▸ What is expected:
Convert the entries into a Markdown table with the columns Row and Line, skipping blank lines. Begin at the line that contains "Guideline: one keypoint per instance of the dark curly" and stop after the line that contains "[(203, 149)]".

━━━ Extracted information

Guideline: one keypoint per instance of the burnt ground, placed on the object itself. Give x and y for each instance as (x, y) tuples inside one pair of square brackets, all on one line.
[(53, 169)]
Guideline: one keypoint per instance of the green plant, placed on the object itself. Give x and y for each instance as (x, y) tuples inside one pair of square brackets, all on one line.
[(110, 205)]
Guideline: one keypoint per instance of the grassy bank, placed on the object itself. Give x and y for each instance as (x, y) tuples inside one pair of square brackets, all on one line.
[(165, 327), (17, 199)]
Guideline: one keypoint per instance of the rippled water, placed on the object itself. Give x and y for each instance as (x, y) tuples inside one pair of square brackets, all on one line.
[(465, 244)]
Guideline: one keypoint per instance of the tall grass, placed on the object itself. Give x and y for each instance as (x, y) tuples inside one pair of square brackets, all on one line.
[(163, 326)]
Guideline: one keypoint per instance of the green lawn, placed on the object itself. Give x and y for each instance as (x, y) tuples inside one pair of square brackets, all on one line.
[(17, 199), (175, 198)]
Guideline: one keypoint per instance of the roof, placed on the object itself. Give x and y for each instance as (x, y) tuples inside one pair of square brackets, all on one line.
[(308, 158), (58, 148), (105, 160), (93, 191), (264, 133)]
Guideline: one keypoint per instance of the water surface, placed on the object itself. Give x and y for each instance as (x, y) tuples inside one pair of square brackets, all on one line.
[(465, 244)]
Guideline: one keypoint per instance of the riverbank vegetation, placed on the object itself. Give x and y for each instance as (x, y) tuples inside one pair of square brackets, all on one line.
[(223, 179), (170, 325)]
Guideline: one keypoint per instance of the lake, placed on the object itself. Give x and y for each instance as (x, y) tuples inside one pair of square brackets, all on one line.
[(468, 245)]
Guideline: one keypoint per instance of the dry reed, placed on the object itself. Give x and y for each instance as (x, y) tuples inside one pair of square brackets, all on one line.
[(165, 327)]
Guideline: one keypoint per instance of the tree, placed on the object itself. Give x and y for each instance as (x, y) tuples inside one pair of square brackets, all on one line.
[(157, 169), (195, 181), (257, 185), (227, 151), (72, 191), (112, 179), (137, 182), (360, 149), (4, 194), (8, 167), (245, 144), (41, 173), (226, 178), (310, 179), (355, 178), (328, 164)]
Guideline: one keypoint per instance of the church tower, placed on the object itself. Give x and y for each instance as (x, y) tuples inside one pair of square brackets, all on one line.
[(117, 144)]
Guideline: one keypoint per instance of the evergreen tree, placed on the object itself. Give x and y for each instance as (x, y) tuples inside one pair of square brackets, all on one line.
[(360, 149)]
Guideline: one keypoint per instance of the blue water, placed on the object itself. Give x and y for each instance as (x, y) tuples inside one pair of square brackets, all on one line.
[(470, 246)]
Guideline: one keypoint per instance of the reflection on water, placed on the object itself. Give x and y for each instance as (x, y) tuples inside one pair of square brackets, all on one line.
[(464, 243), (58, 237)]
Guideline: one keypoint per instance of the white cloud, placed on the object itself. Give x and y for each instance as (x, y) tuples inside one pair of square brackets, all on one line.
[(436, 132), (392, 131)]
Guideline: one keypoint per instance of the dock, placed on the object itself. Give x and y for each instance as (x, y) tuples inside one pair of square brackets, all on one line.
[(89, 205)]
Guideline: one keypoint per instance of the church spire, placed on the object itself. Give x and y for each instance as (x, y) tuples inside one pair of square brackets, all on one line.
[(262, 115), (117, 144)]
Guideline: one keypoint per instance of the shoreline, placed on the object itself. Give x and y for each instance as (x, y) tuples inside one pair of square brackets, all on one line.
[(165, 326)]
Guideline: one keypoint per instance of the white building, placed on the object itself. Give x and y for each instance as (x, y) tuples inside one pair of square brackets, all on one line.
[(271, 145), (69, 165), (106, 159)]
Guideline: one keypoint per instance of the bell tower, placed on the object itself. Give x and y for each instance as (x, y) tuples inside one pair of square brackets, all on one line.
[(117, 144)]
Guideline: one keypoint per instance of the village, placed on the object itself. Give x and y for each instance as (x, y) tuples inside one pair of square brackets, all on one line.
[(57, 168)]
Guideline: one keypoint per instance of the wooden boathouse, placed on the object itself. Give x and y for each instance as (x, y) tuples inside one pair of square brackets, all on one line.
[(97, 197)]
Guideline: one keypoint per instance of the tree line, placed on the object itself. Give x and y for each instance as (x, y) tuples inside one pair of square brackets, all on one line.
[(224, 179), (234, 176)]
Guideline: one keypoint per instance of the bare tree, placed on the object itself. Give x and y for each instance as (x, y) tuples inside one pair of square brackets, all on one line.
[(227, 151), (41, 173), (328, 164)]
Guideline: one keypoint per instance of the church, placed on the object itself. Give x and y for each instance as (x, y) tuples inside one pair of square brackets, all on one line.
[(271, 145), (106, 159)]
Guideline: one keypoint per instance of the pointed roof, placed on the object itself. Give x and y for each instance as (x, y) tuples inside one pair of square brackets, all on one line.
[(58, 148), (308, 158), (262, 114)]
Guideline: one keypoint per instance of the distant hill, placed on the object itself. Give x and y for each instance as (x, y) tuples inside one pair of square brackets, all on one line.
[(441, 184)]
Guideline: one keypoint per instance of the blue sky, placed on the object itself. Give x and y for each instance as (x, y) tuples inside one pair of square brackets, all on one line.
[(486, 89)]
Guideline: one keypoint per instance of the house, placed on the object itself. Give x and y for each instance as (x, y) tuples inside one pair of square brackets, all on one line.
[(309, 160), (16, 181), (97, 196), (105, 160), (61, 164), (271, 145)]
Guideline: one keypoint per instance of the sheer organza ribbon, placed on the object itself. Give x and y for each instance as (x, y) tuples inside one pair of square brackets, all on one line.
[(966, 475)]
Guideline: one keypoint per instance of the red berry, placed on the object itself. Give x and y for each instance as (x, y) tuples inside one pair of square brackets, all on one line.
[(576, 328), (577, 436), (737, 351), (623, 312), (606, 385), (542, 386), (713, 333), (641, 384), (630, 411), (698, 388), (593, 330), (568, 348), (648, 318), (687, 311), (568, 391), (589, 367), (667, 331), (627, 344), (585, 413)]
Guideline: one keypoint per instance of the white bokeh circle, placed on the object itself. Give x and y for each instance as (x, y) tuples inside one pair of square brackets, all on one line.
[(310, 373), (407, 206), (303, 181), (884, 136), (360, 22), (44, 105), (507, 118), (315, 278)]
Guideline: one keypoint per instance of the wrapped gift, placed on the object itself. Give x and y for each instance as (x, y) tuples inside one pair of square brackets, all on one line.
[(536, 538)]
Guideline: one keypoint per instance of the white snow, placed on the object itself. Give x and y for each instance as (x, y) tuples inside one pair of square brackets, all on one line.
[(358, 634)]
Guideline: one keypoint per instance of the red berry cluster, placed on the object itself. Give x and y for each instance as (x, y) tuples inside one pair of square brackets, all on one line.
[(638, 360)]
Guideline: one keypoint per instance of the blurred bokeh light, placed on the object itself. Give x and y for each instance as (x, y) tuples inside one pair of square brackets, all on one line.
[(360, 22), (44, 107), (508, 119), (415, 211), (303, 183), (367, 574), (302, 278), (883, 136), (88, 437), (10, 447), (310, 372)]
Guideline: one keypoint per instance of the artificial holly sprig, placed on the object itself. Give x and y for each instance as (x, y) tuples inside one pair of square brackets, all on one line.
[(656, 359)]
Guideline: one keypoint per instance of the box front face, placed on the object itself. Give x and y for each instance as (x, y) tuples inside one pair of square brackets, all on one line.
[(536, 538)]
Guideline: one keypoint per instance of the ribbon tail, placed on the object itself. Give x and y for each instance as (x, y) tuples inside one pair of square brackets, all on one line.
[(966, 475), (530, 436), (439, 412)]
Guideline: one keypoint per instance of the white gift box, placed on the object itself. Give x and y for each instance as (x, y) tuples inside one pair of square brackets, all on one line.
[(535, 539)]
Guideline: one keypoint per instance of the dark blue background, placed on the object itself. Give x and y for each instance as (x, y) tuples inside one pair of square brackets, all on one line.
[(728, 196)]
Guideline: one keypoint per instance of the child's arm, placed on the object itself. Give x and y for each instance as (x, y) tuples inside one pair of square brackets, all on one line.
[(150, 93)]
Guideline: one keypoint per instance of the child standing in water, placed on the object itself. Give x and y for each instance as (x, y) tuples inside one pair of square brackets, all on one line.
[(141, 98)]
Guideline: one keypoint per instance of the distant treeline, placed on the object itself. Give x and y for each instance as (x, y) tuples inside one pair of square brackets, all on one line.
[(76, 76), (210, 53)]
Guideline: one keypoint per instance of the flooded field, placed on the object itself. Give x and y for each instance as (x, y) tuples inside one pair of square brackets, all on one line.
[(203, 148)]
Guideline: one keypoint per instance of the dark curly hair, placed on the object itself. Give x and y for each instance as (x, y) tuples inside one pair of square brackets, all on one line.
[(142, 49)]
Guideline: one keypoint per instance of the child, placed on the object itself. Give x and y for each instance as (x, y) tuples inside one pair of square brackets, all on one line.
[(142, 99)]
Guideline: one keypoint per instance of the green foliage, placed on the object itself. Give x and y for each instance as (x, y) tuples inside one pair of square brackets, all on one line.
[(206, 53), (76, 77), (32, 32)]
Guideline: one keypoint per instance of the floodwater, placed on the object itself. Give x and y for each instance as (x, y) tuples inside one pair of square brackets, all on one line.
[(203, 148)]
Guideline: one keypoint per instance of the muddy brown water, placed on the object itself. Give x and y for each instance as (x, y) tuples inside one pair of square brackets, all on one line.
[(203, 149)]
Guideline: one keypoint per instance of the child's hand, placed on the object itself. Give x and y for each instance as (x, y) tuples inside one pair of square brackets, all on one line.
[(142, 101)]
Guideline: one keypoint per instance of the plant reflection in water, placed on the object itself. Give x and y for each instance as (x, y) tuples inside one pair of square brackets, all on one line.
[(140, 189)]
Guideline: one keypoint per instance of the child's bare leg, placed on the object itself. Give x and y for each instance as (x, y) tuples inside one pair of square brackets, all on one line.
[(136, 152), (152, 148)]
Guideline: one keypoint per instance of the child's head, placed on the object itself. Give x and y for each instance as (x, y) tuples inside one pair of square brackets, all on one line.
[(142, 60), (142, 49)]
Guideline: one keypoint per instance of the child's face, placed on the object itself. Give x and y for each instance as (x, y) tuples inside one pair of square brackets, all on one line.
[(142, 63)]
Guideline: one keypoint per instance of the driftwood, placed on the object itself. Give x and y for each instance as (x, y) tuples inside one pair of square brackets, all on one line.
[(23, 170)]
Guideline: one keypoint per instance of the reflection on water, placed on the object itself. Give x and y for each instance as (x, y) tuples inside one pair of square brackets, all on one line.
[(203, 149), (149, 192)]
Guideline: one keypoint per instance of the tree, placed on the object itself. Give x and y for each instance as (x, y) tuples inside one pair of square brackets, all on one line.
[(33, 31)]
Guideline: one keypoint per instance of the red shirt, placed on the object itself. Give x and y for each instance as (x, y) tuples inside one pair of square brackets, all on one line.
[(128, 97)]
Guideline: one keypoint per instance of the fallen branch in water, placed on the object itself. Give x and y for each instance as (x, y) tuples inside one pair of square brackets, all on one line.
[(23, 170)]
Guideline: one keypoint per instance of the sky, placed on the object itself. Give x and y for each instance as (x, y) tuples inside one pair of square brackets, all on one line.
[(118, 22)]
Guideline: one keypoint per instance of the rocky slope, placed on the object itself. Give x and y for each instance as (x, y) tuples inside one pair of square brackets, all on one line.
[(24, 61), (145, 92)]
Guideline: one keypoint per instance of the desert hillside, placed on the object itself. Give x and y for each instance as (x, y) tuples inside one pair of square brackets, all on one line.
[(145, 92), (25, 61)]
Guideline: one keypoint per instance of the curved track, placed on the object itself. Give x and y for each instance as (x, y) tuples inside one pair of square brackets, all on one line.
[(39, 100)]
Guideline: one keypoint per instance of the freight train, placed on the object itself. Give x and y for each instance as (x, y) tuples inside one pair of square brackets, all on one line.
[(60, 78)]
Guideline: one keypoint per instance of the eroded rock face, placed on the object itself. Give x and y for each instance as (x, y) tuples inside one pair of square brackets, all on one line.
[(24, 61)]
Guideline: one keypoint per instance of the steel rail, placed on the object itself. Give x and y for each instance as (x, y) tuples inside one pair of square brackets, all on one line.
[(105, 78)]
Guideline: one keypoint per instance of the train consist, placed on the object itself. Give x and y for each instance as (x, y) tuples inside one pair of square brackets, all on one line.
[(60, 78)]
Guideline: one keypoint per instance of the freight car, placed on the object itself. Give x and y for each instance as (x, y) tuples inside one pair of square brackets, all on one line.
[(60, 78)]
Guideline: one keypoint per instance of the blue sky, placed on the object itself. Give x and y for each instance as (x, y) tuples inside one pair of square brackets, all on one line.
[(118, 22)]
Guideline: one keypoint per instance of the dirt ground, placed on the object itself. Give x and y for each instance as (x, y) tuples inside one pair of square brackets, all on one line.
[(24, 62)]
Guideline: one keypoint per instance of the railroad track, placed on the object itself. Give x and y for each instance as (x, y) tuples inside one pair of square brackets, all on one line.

━━━━━━

▸ In response:
| Row | Line |
|---|---|
| 1 | Guideline: one keypoint per instance of the dark curly hair, placed on the object itself. Give x and y for each instance as (x, y) tuples inside one pair of square brackets, all on one line. |
| 2 | [(142, 49)] |
| 3 | Guideline: one keypoint per instance of the child, placed on the object itself. Give x and y for each instance as (x, y) tuples inside one pair of square brackets, all on one line. |
| 4 | [(142, 99)] |
| 5 | Guideline: one keypoint per instance of the green foliage, placed on the object itself. Give x and y for each instance as (x, y) tuples inside one pair of square brackets, all on one line. |
| 6 | [(206, 53), (76, 77), (32, 32)] |
| 7 | Guideline: one keypoint per instance of the floodwater, placed on the object itself. Give x and y for each instance as (x, y) tuples inside one pair of square brackets, all on one line. |
| 8 | [(203, 148)] |
| 9 | Guideline: one keypoint per instance of the muddy brown water, placed on the object itself. Give x and y for each instance as (x, y) tuples inside one pair of square brackets, all on one line. |
| 10 | [(203, 149)] |